Go line by line through the records below. Copy whichever lines contain the string "after".

********************

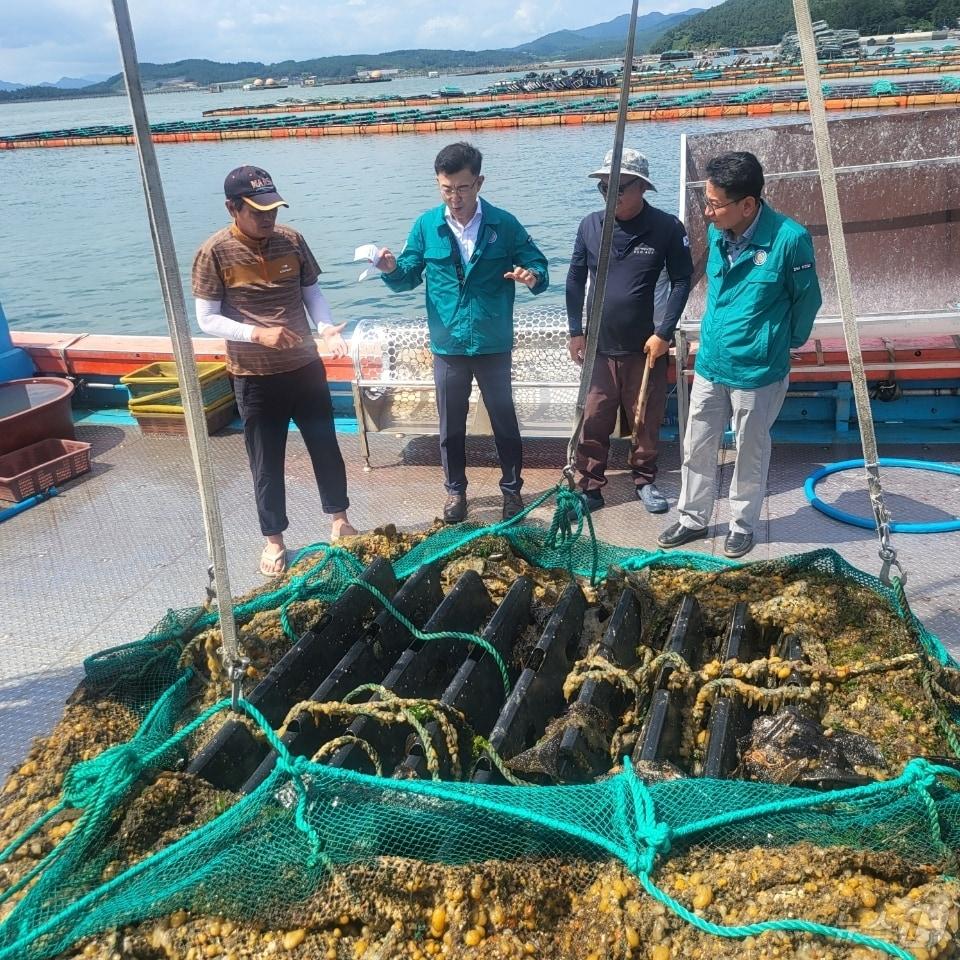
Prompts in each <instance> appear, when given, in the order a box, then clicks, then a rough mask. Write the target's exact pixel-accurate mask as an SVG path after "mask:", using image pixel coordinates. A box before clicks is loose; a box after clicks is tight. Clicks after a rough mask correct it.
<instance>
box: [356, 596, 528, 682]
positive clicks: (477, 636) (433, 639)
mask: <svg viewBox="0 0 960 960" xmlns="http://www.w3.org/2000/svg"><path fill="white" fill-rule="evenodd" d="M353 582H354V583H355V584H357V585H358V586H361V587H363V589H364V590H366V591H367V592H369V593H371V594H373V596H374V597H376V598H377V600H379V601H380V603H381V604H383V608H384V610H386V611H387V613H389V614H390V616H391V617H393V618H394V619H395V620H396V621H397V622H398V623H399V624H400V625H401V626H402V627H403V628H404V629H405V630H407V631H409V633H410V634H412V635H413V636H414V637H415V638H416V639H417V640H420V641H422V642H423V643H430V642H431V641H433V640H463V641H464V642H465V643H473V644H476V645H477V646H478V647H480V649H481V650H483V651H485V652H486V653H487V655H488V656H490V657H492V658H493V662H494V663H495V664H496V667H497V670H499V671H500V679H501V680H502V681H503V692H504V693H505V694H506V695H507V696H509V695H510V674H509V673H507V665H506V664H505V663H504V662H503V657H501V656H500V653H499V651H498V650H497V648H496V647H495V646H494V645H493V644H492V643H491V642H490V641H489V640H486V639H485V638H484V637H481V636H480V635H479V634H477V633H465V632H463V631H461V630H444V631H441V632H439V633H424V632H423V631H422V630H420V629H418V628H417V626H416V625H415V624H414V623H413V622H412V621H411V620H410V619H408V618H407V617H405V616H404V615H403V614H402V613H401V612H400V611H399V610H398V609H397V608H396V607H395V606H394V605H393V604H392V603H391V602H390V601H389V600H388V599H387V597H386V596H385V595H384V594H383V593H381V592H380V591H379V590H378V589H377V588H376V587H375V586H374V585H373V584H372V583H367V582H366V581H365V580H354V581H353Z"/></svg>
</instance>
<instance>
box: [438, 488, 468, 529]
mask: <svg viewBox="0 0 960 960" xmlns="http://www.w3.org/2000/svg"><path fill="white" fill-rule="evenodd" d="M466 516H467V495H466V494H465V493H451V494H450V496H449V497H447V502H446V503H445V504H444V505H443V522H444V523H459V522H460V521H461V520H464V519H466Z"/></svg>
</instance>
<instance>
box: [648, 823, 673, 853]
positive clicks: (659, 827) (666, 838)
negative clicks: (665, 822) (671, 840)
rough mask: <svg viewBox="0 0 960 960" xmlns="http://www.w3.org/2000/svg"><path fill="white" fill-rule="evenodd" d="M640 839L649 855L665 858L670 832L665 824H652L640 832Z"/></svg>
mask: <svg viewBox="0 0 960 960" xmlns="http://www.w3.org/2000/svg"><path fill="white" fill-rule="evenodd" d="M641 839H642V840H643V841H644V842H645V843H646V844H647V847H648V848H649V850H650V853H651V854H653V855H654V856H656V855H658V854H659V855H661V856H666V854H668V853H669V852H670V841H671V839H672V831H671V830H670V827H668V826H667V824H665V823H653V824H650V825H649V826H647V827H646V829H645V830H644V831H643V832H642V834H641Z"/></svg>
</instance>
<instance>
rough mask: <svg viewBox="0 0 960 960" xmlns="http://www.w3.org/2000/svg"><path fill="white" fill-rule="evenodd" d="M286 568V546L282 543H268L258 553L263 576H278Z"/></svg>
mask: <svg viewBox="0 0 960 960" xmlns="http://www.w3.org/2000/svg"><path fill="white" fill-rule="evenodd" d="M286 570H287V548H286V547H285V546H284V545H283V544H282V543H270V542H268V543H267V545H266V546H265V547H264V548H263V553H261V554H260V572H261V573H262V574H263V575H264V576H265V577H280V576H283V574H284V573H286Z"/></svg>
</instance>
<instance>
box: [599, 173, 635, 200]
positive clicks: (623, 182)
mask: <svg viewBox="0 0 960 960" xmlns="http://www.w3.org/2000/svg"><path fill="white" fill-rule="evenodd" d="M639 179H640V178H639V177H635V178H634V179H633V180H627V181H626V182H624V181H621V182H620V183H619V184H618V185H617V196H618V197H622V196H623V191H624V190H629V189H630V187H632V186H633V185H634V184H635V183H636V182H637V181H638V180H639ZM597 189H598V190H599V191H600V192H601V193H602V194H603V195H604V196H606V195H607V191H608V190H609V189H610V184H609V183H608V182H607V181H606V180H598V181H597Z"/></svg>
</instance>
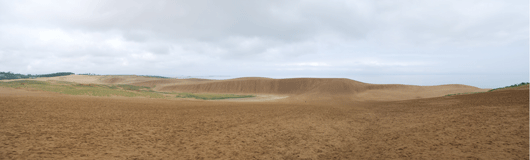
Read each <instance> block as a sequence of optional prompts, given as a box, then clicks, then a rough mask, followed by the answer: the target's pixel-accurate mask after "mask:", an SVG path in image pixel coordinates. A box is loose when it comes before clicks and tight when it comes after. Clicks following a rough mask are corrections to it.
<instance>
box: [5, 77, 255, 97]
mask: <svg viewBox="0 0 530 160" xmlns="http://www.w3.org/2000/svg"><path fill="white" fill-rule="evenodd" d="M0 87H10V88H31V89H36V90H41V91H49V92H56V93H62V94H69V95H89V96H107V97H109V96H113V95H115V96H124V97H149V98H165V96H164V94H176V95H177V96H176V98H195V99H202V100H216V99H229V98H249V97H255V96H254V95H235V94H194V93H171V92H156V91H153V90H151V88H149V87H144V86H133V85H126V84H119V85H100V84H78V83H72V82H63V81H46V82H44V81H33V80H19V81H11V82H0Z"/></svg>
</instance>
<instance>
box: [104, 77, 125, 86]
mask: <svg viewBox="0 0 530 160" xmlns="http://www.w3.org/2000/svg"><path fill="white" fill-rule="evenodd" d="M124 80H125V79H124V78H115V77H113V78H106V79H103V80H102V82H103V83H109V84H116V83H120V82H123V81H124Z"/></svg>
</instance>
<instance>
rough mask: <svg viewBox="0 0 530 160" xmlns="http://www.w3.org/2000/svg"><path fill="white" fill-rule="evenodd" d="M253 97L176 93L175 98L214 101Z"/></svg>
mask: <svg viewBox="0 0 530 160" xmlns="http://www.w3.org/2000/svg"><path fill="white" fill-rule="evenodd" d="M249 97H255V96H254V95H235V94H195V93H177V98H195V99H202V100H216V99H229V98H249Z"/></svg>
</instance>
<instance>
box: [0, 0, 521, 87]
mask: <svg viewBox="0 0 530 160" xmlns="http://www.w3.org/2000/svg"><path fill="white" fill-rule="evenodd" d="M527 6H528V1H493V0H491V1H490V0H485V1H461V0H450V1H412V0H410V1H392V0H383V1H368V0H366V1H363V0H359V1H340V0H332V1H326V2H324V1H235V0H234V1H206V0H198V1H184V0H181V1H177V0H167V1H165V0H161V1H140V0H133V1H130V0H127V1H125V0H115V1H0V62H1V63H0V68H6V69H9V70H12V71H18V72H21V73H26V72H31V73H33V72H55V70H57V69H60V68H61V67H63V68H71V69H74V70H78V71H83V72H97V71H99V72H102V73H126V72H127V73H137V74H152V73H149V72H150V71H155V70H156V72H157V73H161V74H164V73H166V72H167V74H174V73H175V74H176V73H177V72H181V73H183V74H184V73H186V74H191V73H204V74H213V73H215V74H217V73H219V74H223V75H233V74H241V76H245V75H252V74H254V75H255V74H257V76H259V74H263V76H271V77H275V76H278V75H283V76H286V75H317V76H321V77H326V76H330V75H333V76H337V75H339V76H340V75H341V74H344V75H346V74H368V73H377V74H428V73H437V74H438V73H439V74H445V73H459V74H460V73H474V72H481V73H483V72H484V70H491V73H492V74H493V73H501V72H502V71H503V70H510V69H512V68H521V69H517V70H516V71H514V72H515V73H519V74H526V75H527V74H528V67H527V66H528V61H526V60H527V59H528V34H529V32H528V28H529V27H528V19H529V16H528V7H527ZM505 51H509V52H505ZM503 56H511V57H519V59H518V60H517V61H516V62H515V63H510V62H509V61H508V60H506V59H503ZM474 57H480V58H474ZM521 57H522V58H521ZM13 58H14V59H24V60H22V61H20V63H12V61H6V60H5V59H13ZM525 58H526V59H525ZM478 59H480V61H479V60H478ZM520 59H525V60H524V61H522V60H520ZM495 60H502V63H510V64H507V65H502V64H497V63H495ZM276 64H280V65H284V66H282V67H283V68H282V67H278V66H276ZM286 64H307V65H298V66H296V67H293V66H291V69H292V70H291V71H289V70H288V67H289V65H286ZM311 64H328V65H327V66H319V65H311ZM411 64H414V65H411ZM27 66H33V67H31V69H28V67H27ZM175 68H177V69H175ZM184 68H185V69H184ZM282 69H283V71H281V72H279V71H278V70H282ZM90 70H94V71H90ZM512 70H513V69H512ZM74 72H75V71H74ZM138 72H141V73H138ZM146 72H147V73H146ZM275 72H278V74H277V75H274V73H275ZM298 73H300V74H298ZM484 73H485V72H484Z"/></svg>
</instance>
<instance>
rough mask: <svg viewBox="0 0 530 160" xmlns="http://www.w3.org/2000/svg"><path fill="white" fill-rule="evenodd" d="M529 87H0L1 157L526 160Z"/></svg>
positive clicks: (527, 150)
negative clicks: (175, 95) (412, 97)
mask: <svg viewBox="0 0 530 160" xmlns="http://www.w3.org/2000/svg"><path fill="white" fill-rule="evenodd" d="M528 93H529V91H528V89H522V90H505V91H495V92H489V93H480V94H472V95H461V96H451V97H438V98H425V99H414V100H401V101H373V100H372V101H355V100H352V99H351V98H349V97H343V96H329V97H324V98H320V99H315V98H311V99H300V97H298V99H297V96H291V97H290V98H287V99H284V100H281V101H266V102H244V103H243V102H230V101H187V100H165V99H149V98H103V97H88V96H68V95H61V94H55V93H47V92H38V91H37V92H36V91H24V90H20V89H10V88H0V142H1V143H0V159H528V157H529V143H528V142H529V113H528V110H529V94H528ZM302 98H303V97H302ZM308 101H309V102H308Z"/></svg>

********************

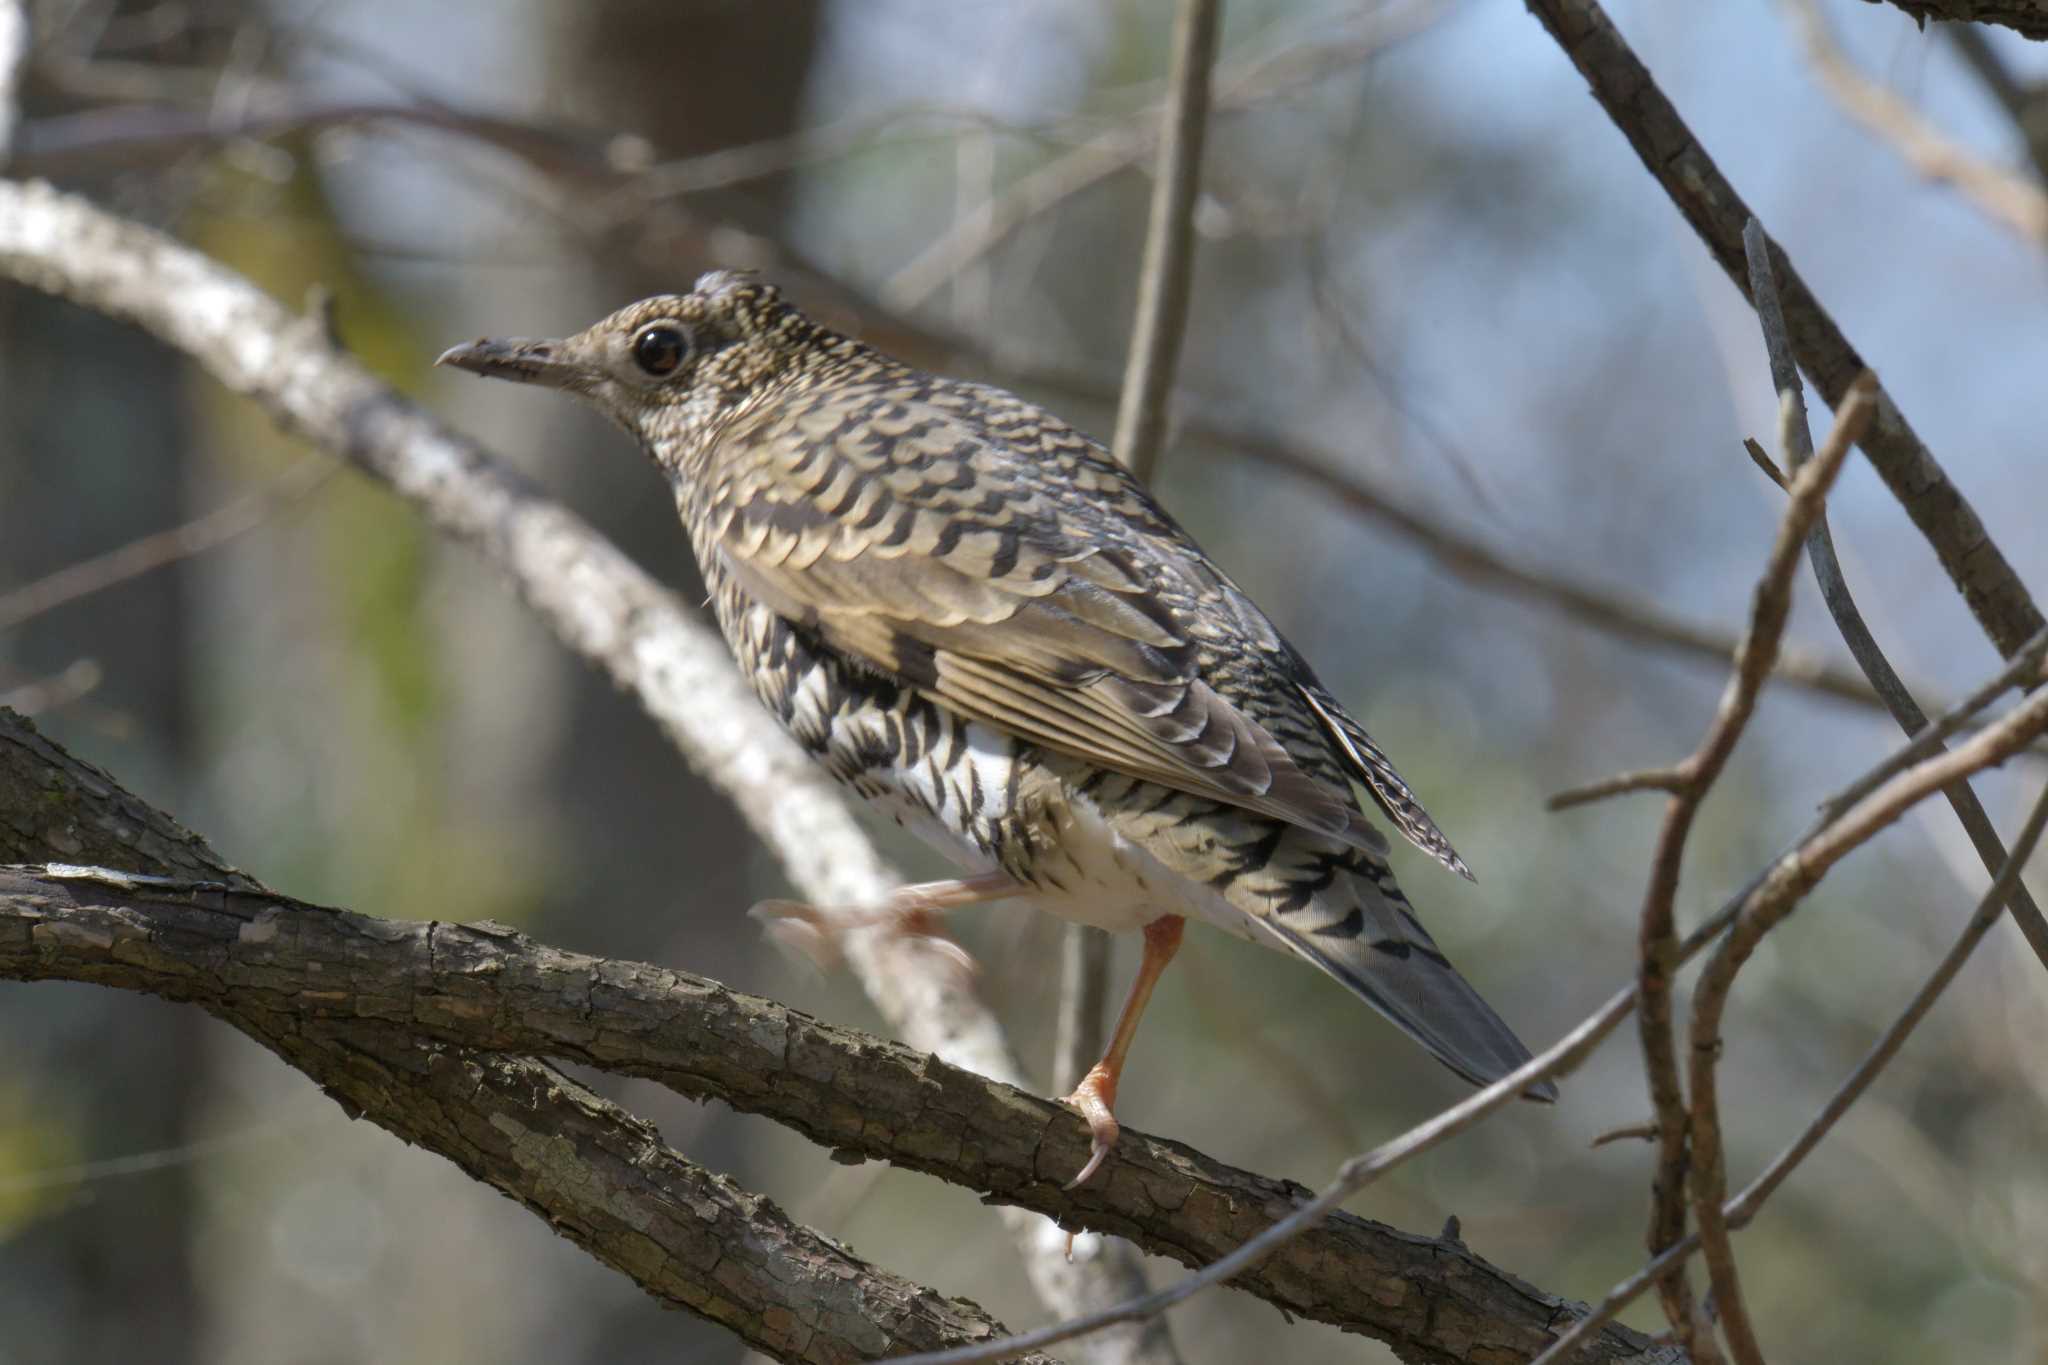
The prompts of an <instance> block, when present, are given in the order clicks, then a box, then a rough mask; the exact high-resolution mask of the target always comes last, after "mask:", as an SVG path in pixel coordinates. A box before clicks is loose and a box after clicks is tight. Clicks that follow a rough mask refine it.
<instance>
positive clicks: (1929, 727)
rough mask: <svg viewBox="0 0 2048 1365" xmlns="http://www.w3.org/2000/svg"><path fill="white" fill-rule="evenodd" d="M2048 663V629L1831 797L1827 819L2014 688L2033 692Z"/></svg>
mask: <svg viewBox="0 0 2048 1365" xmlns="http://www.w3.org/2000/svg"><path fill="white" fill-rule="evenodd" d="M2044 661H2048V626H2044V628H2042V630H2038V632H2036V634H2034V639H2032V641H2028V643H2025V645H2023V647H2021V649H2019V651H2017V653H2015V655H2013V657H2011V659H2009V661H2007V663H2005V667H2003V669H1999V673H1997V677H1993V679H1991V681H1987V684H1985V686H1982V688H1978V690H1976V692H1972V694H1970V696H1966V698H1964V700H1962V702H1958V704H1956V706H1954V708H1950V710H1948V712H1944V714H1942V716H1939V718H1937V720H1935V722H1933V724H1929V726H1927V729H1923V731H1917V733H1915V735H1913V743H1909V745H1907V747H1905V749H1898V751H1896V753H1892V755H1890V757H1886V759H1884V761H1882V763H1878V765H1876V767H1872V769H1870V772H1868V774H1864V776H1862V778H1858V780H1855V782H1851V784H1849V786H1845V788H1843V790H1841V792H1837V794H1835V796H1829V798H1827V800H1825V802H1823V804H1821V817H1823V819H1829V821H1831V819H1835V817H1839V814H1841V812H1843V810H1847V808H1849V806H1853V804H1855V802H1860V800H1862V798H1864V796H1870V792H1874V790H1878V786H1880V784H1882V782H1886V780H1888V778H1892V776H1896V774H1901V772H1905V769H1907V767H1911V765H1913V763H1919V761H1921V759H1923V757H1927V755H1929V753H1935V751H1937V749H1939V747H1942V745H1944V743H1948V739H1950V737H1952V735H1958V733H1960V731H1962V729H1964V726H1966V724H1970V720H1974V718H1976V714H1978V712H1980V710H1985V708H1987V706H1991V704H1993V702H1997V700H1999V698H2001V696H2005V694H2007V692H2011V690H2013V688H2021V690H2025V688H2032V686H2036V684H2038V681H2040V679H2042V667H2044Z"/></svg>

********************

▶ **YOUR SOLUTION**
Prompts in each <instance> appear, when given, in the order a box, then clicks, then a rough mask. Write the target's exact pixel-accurate mask as an SVG path after "mask:", using image pixel coordinates. A box before clicks is loose; a box after clicks is tight. Clicks after a rough mask correct it.
Read each <instance> block as a sequence of optional prompts, given as a box, then clicks, then a rough mask, followed by the answer: the target's pixel-accurate mask after "mask:", an SVG path in image pixel coordinates. A box is loose when it comes before clicks and tight when it comes after. Clicks following a rough mask are corrections to it.
The prompts of an <instance> block, when present, are given in the order clicks, then a box, then a rough mask; the exact high-resolution mask of the target always comes last, after "mask:", as an SVG path in pixel coordinates. A box before clicks is loose and a box after clicks is tight. Clicks that follow a rough mask refine it.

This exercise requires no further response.